TASK OBJECTIVE
Please edit the lines below, changing every "in this photo" to "in this image" and leaving the rest unchanged. Don't include the pictures in your answer.
==============================
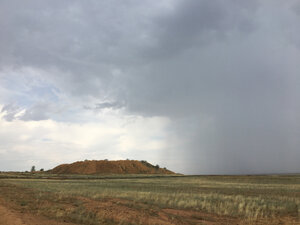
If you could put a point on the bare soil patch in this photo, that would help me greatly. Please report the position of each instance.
(109, 167)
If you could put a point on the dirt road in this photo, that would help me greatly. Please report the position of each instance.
(7, 217)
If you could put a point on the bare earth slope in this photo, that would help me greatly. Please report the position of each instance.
(109, 167)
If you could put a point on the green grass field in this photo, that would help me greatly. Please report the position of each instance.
(248, 197)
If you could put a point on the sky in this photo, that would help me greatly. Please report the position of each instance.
(199, 87)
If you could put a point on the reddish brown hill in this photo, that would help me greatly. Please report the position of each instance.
(109, 167)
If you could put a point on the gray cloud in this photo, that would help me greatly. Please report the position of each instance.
(225, 73)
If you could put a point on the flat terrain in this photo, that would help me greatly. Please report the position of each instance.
(43, 198)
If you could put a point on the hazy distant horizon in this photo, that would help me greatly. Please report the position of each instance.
(199, 87)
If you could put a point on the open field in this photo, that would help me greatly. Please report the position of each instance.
(130, 199)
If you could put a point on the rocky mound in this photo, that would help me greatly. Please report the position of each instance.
(109, 167)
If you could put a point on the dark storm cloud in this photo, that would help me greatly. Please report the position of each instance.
(225, 72)
(200, 22)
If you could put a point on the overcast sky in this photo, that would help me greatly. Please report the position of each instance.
(197, 86)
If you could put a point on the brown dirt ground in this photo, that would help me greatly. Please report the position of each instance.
(109, 167)
(51, 209)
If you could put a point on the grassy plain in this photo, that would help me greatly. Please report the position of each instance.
(268, 199)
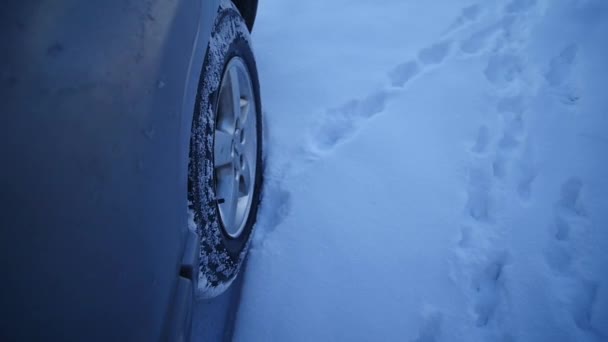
==============================
COMPLETE ANSWER
If you could put a point on the bare soil patch in this image, that would help me greatly. Please report the position of each instance.
(109, 167)
If you could put a point on the dirt road in this image, that would help me greatly. Please report the position of each instance.
(7, 217)
If you could put a point on the bare earth slope in this image, that would help me greatly. Please report the position of each instance.
(109, 167)
If you could put a point on the green grass field in this image, that would help me greatly. Please report the position of each instance.
(248, 197)
If you could put a point on the sky in this image, that would help me greatly. Please report the position of each instance.
(199, 87)
If you could put a point on the reddish brown hill in this image, that would help me greatly. Please report the position of each instance.
(109, 167)
If you could put a point on the gray cloud in this image, that would help me greatly. Please report the position of each instance.
(225, 73)
If you could put a point on the flat terrain in this image, that would help me greatly. Please report the position of each instance.
(43, 198)
If you could put a point on the hazy distant horizon in this image, that would help me greatly. Please report the position of each instance.
(199, 87)
If you could put a point on the open field in this image, that would help me greatly. Please report the position of each instance.
(130, 199)
If you could put a point on the rocky mound in this image, that would help me greatly. Please report the position of each instance.
(109, 167)
If you could put a point on the dark storm cloud in this image, that would help me greatly. Please report the position of each instance.
(225, 72)
(200, 22)
If you could put a point on the overcast sky in this image, that would help me greatly. Please report the position of each instance.
(197, 86)
If you could put a point on the brown dirt ground in this image, that would help me greatly. Please report the position of each instance.
(109, 167)
(51, 209)
If you could put a point on the grassy plain in this image, that would help me greatly. Please report the position of each instance.
(268, 199)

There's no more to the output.